> _Goal_:
Copy every line of the records below word for word, but leave out the pictures.

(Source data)
########################################

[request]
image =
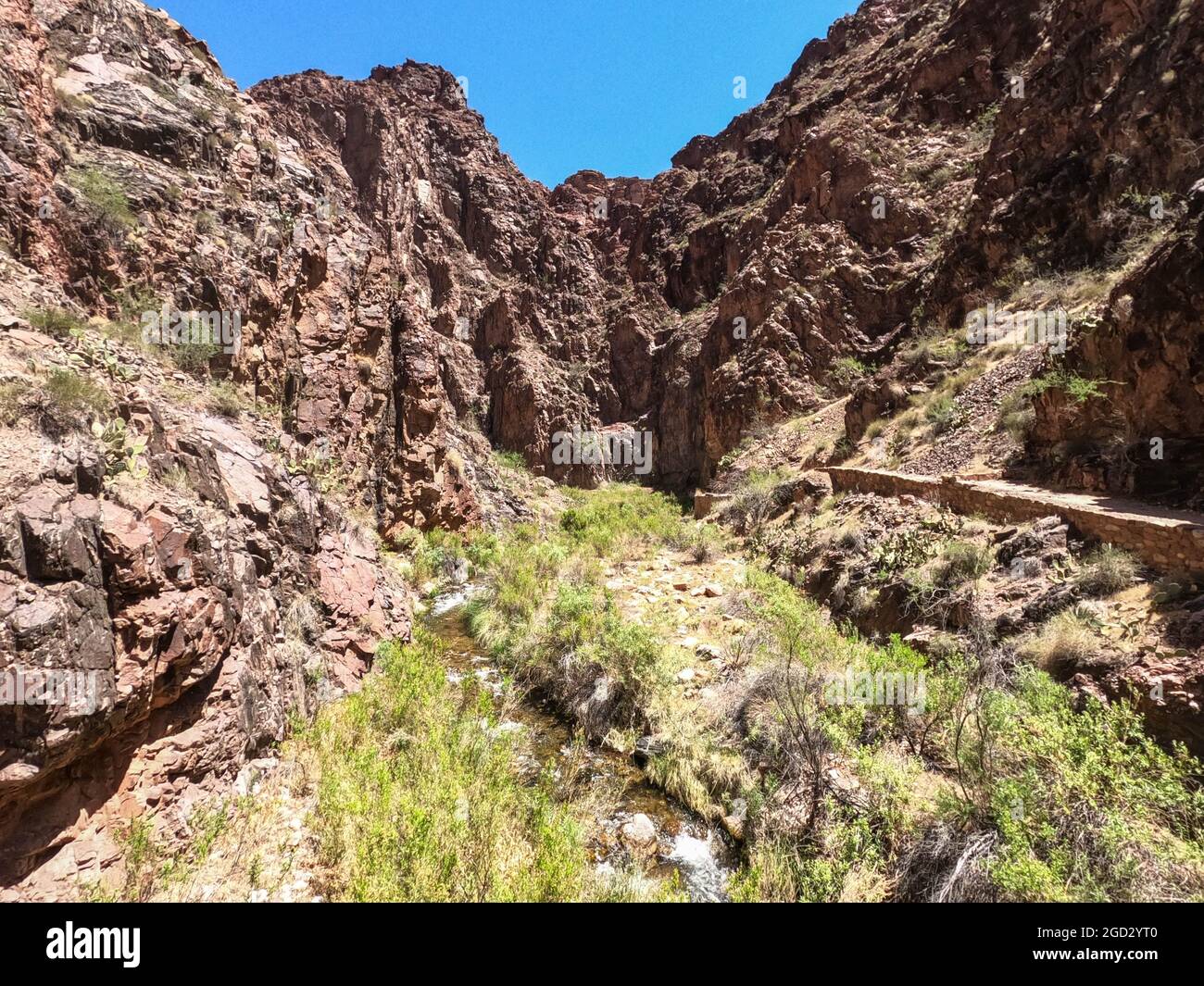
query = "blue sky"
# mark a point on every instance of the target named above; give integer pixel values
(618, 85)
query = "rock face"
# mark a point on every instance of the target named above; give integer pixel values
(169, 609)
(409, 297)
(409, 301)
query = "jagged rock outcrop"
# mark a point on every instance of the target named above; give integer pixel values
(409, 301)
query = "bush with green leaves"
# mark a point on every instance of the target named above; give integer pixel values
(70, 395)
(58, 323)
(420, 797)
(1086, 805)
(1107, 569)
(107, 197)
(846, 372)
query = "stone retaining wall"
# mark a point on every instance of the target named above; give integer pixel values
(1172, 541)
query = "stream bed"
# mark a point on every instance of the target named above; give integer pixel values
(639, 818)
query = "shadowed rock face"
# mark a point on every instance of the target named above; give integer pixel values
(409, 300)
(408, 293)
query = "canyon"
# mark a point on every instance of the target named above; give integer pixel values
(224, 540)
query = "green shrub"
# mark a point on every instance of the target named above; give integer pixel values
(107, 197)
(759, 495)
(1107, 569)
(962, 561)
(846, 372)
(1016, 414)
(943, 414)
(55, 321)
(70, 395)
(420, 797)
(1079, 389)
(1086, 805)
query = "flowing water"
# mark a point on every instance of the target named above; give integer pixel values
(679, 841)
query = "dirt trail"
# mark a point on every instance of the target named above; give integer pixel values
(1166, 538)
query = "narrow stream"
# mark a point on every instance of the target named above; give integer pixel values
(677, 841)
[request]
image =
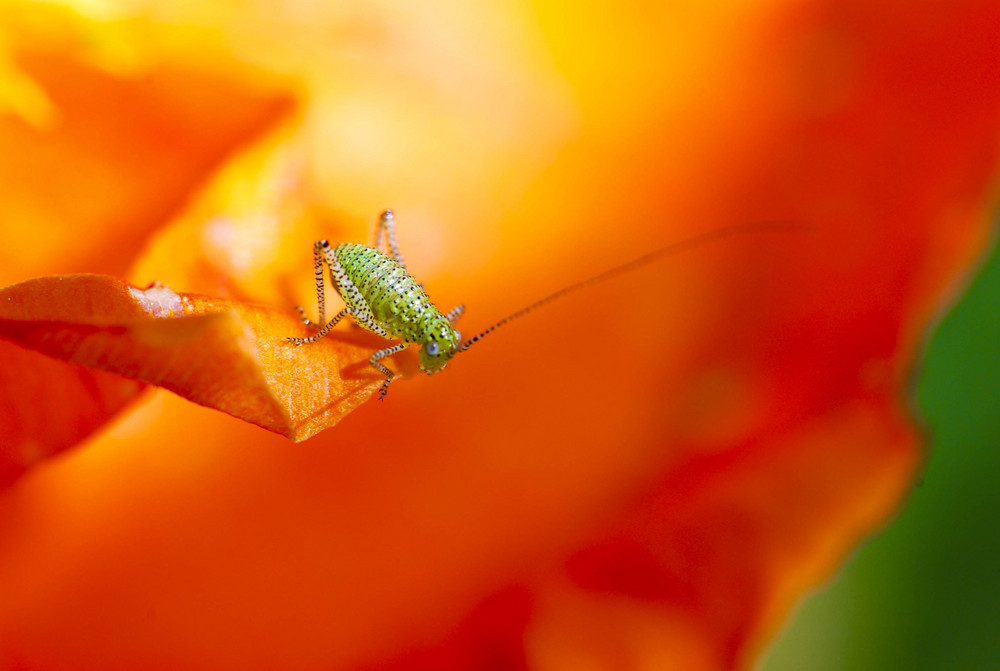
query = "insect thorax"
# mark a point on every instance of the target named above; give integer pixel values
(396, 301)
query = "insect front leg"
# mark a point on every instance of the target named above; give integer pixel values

########################################

> _Result of the exercise_:
[request]
image =
query = "blue sky"
# mark a point on every instance of the target named above; give integer pixel values
(618, 85)
query = "rock face"
# mark a point on every instance of the target named above; give integer pixel values
(169, 609)
(409, 297)
(409, 301)
query = "jagged rock outcrop"
# mark a point on every instance of the target named above; give integer pixel values
(409, 301)
query = "bush with green leaves"
# mark a point on every instance of the target named above; give integer pixel values
(70, 395)
(58, 323)
(420, 797)
(1086, 805)
(1107, 569)
(107, 197)
(846, 372)
query = "stone retaining wall"
# mark a point on every instance of the target named above; give integer pixel values
(1172, 541)
query = "stream bed"
# mark a point on every instance of the target named above; give integer pixel values
(639, 818)
query = "shadowed rock face"
# mark a point on every instance of the target named above; give integer pixel values
(409, 300)
(408, 293)
query = "canyon"
# mark a point on every instance of the target named above; give integer pixel values
(224, 540)
query = "green shrub"
# mark a point on every instance of the target named above; give integer pixel values
(107, 197)
(759, 495)
(1107, 569)
(962, 561)
(846, 372)
(1016, 414)
(943, 414)
(55, 321)
(70, 395)
(420, 797)
(1079, 389)
(1086, 805)
query = "flowing water"
# mark a point on every instance of the target named above; give integer pixel values
(679, 841)
query = "dirt trail"
# mark a point on every instance of the target named above; give integer pixel values
(1166, 538)
query = "narrow stream"
# mark a point on every instance of the target named above; give integer pixel values
(677, 841)
[request]
image =
query = "insect thorax"
# mark a point on every instance of the target named above; give integer pixel values
(396, 301)
query = "insect front leg"
# mark a point on every instance of the target named above; give integer pixel values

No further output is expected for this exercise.